*Directions for this task*: Copy the records below word for word, leaving out the pictures.

Location annotation dataset excerpts
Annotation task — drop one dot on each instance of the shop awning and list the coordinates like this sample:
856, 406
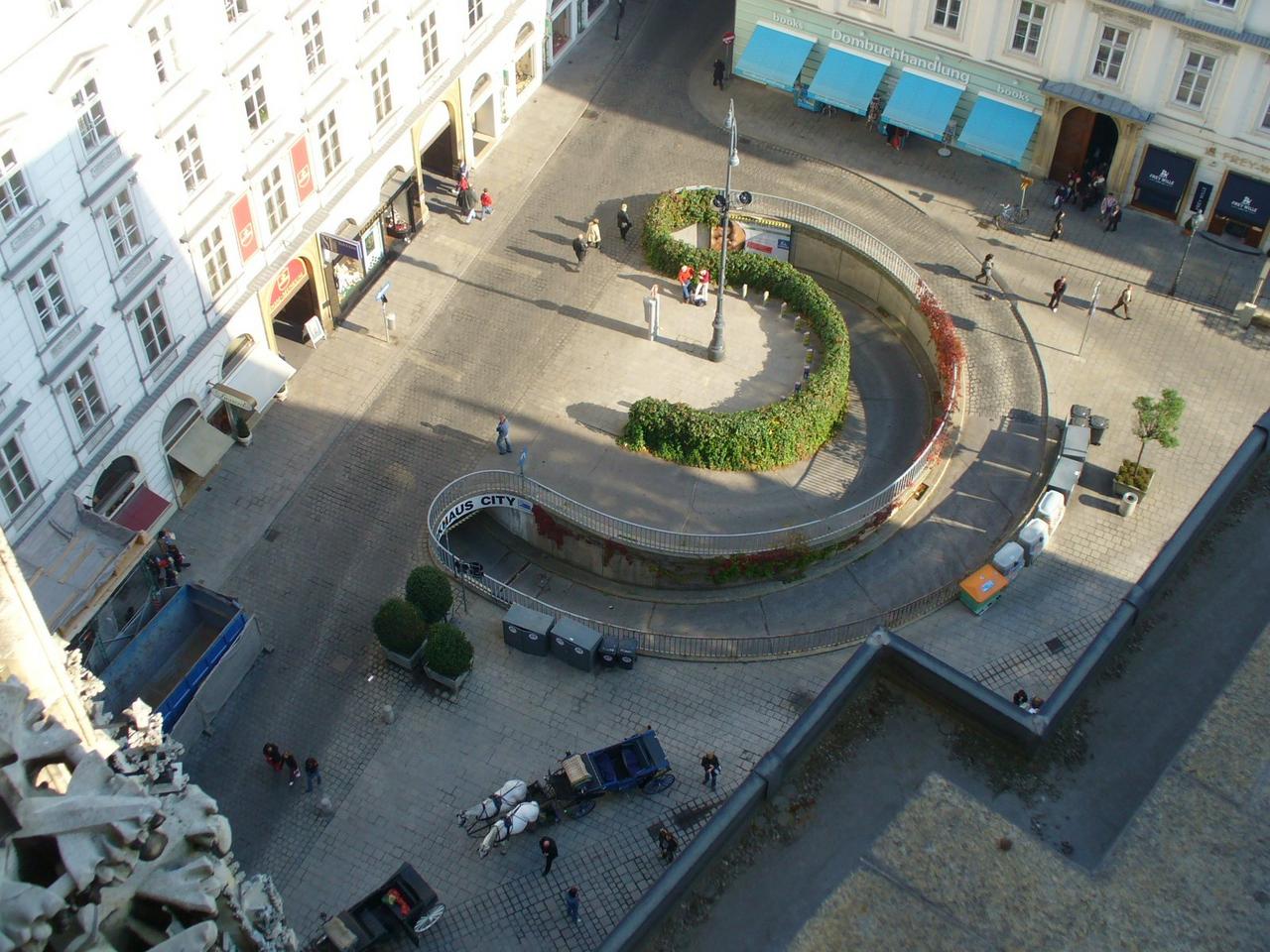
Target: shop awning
143, 511
1245, 199
200, 447
998, 128
775, 56
922, 103
1165, 173
261, 375
847, 80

*Solution*:
Annotation task — drop one dot on each instance of the shop awning and list the coordinates like this sample:
856, 406
Target: shop awning
143, 511
1245, 199
200, 447
998, 128
775, 56
922, 103
1165, 173
261, 375
847, 80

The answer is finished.